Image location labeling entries
......

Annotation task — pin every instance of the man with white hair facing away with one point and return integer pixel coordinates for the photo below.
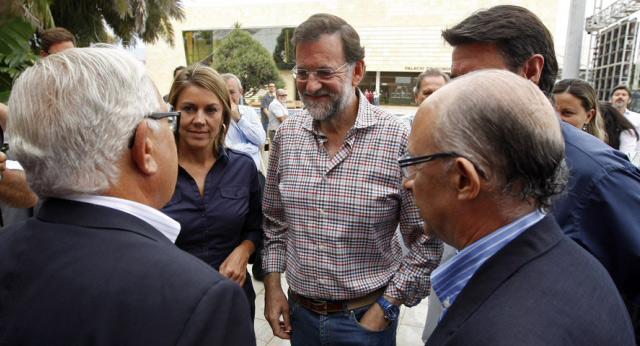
(486, 157)
(97, 264)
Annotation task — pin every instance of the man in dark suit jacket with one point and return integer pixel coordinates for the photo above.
(97, 264)
(486, 155)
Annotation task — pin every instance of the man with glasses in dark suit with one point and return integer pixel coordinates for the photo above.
(97, 264)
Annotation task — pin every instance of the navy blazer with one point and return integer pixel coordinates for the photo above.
(81, 274)
(540, 289)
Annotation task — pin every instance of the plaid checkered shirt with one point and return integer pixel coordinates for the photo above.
(330, 222)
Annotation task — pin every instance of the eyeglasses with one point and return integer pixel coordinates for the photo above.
(173, 118)
(302, 74)
(408, 168)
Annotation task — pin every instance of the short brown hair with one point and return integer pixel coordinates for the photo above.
(620, 87)
(52, 36)
(323, 23)
(519, 34)
(205, 77)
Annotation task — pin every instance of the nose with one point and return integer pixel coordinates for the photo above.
(407, 184)
(199, 117)
(313, 84)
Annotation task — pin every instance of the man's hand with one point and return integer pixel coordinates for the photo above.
(235, 265)
(235, 112)
(374, 319)
(276, 305)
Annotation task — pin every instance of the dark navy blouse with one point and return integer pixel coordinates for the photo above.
(229, 211)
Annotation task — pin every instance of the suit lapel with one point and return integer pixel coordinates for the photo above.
(532, 243)
(87, 215)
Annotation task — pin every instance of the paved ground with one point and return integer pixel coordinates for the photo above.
(409, 328)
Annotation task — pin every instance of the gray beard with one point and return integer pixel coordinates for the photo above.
(336, 106)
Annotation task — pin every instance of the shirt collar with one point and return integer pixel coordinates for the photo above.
(166, 225)
(449, 279)
(364, 119)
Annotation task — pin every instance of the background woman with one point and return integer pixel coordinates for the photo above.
(577, 104)
(622, 135)
(218, 198)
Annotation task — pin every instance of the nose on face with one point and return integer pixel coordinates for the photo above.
(312, 84)
(407, 184)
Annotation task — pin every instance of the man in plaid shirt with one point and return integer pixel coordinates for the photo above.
(332, 202)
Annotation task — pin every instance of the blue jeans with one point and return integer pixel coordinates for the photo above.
(336, 328)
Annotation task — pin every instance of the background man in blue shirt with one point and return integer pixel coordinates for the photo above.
(97, 265)
(600, 209)
(516, 280)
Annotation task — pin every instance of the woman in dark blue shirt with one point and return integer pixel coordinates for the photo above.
(218, 198)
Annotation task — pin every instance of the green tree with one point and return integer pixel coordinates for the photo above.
(148, 20)
(283, 54)
(244, 56)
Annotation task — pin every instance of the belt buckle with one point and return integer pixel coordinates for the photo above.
(325, 306)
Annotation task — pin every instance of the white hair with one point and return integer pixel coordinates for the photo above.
(227, 76)
(72, 116)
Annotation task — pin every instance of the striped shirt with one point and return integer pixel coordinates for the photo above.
(449, 279)
(330, 222)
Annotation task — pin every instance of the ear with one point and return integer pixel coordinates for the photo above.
(466, 179)
(590, 115)
(358, 73)
(143, 150)
(532, 68)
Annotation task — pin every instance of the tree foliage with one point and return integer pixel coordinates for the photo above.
(15, 52)
(148, 20)
(283, 54)
(244, 56)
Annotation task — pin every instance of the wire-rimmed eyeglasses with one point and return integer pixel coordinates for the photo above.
(408, 164)
(302, 74)
(173, 119)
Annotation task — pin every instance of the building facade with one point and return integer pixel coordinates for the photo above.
(401, 38)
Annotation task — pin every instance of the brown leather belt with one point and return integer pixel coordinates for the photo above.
(325, 306)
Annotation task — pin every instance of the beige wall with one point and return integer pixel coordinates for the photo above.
(398, 35)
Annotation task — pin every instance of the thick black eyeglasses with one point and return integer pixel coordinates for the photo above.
(408, 163)
(302, 74)
(173, 118)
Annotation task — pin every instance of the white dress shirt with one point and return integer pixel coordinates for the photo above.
(166, 225)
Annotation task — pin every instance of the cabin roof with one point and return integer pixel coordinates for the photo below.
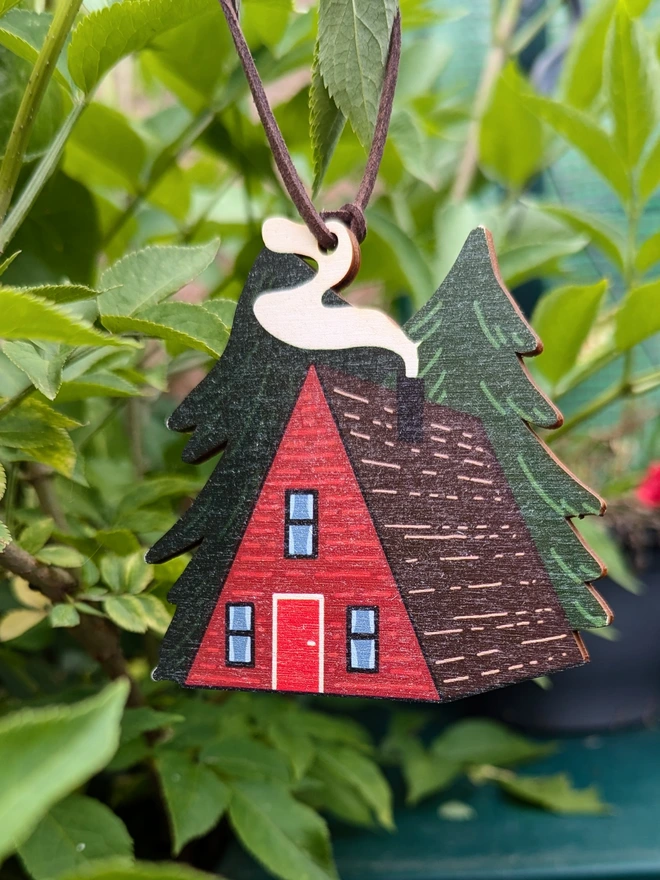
(472, 580)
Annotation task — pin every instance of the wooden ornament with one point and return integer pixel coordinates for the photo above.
(383, 521)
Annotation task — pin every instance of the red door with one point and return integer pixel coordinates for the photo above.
(298, 642)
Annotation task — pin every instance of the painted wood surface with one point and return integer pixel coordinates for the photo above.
(440, 518)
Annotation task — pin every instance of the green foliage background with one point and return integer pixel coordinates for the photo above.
(133, 181)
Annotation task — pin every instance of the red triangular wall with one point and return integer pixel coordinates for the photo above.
(350, 569)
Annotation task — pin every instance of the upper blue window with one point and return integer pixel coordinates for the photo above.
(301, 523)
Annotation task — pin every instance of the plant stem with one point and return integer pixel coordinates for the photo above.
(96, 635)
(39, 178)
(31, 101)
(495, 61)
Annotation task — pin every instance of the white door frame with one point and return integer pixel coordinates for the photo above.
(320, 599)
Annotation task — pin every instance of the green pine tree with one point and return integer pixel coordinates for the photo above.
(472, 338)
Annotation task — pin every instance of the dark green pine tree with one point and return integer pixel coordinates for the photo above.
(241, 409)
(472, 338)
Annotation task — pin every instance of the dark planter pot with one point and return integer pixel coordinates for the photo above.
(620, 686)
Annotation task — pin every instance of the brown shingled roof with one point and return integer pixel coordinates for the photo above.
(476, 590)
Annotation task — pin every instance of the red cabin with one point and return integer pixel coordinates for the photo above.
(375, 566)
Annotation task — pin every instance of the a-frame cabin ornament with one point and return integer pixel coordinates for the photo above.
(383, 521)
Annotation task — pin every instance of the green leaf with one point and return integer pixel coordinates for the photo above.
(630, 80)
(638, 316)
(14, 76)
(648, 253)
(104, 150)
(63, 615)
(510, 135)
(361, 774)
(326, 123)
(554, 793)
(77, 831)
(145, 278)
(288, 838)
(42, 364)
(480, 741)
(194, 796)
(24, 316)
(605, 237)
(23, 32)
(590, 140)
(34, 536)
(245, 759)
(126, 612)
(47, 753)
(649, 176)
(353, 45)
(103, 38)
(563, 319)
(64, 557)
(187, 324)
(600, 541)
(582, 72)
(18, 621)
(426, 773)
(140, 871)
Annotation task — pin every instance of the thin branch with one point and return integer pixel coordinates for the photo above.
(35, 90)
(99, 638)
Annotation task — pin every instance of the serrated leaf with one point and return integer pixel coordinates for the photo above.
(145, 278)
(106, 36)
(104, 150)
(590, 140)
(481, 741)
(582, 72)
(41, 364)
(630, 76)
(126, 612)
(353, 45)
(288, 838)
(18, 621)
(555, 793)
(563, 318)
(511, 135)
(45, 754)
(245, 759)
(155, 614)
(638, 316)
(63, 615)
(361, 774)
(64, 557)
(605, 237)
(194, 796)
(23, 316)
(187, 324)
(75, 832)
(326, 123)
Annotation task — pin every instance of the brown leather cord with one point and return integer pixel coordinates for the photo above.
(352, 214)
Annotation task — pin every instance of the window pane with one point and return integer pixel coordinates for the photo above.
(301, 505)
(240, 649)
(363, 620)
(363, 653)
(301, 541)
(240, 617)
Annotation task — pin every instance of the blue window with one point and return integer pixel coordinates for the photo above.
(239, 644)
(301, 523)
(362, 638)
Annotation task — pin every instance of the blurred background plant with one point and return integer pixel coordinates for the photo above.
(133, 182)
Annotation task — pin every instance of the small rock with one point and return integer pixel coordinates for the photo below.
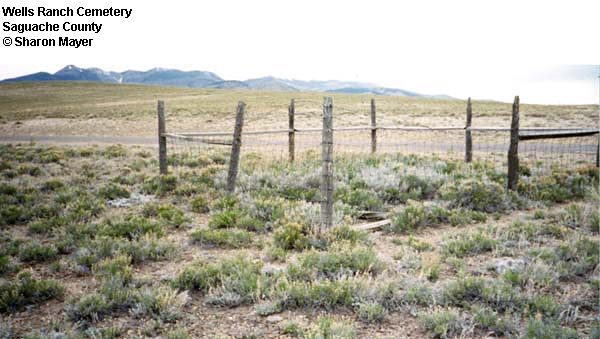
(271, 269)
(505, 264)
(274, 318)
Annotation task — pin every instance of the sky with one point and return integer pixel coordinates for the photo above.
(482, 49)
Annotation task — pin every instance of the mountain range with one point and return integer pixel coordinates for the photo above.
(204, 79)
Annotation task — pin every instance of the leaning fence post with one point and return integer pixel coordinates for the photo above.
(327, 173)
(468, 139)
(598, 151)
(513, 150)
(292, 132)
(373, 127)
(162, 139)
(235, 147)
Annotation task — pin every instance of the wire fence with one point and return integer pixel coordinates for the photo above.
(489, 144)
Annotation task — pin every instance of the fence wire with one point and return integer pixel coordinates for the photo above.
(535, 156)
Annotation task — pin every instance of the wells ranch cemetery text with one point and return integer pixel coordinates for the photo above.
(11, 26)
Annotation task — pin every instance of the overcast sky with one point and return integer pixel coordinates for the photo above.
(482, 49)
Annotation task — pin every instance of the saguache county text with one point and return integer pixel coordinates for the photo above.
(52, 42)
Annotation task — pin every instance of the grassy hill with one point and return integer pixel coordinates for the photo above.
(83, 100)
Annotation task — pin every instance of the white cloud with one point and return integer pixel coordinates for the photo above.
(482, 49)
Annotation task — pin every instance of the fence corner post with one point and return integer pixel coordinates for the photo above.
(236, 146)
(468, 137)
(327, 171)
(373, 127)
(162, 139)
(513, 150)
(292, 132)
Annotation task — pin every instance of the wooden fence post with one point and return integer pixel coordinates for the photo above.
(468, 138)
(513, 150)
(373, 127)
(327, 173)
(236, 146)
(162, 139)
(292, 133)
(598, 152)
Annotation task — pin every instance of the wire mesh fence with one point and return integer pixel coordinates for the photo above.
(489, 145)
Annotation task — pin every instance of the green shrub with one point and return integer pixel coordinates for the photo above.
(347, 234)
(131, 227)
(167, 214)
(560, 186)
(31, 170)
(292, 329)
(496, 295)
(200, 204)
(113, 191)
(178, 333)
(45, 226)
(291, 236)
(149, 247)
(363, 199)
(491, 321)
(161, 303)
(12, 215)
(414, 243)
(371, 312)
(443, 323)
(114, 268)
(416, 215)
(161, 184)
(469, 244)
(539, 329)
(545, 305)
(229, 273)
(6, 265)
(27, 291)
(474, 194)
(267, 210)
(114, 151)
(227, 202)
(52, 185)
(327, 327)
(36, 252)
(328, 294)
(231, 238)
(89, 308)
(339, 260)
(225, 219)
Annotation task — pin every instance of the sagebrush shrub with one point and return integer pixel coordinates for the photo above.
(476, 194)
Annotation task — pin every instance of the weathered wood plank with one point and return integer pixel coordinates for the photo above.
(513, 150)
(372, 226)
(373, 127)
(327, 168)
(468, 137)
(292, 133)
(236, 147)
(162, 140)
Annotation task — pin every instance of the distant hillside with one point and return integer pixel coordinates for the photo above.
(204, 79)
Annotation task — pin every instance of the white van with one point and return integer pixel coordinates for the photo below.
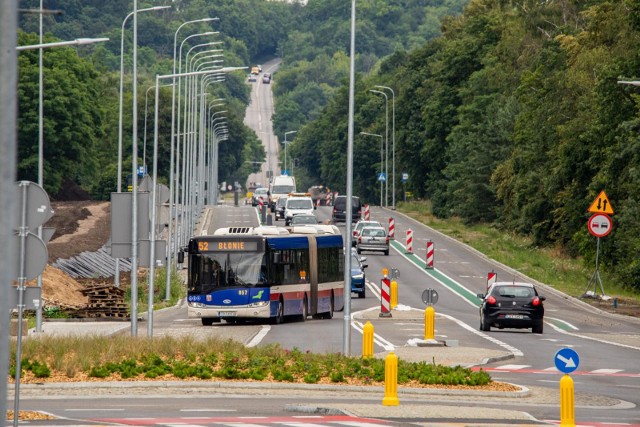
(281, 186)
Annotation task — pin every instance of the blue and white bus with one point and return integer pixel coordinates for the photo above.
(241, 274)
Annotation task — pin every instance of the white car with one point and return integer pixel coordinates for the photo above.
(297, 205)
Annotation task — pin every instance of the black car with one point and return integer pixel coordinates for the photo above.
(512, 305)
(279, 209)
(339, 213)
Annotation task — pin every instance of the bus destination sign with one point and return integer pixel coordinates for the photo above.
(228, 246)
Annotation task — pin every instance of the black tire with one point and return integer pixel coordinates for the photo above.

......

Set exercise = Give back exactly the lines from the line containing "Annotation task — pin every instance of the white car" to the end of the entries, and no other lines.

Response =
Annotation task — pin every instance of the white car with one point and return integer pixel coordinates for the photo above.
(297, 205)
Annotation task — pin every instance of the black car with one point and return integer pixel coordinates for the photo above.
(512, 305)
(279, 209)
(339, 213)
Annotation task — pin every instance of the bus destination sign with one point and return integer pixel coordinates for the photo above.
(228, 246)
Annotation task — pin every instance of the black tire with one point and return integer pixel coordinates for the photo above.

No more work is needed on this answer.